| DATA ENTRIES |
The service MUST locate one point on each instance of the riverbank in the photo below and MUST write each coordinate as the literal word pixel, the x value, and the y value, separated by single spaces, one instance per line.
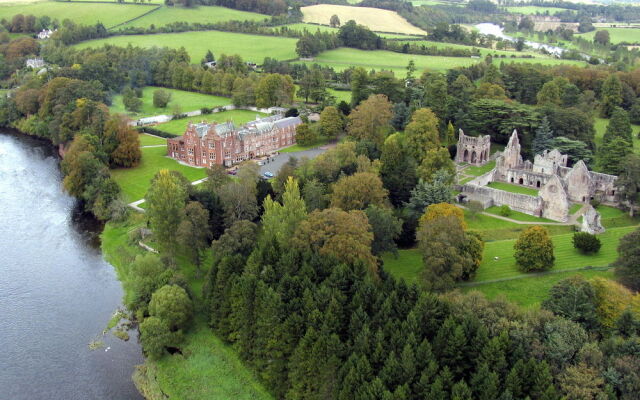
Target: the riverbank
pixel 207 368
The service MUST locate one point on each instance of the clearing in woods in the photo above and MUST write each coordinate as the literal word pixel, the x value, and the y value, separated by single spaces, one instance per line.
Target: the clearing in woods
pixel 374 18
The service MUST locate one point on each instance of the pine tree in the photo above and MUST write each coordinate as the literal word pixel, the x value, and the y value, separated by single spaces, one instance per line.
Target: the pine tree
pixel 544 137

| WRITTEN REQUEST |
Rewrite all of the items above, replacing "MUST" with "SHALL" each time it appears and keeping everything else the same. Leave the pictures out.

| TASK RESPONSE |
The service SHALL locate one point on each instance of the riverbank in the photo below and SHALL write each coordinate as the literal word pixel, the x value, and the y value, separated by single spaces, one instance per line.
Target: the riverbank
pixel 207 368
The service SHALL locate one point on each instance of the clearing in woods in the photo above and SHALL write each coordinate as the literal word pixel, the x value, and the y value, separated by single spaces, one instance per line.
Target: the clearing in woods
pixel 374 18
The service SHALL locate one point on each instance of the pine tree in the photo above and SHALL write each coordinate as the literal word pixel, the x value, and the y value, separated by single spaces, one instance per line.
Target: the pine tree
pixel 544 137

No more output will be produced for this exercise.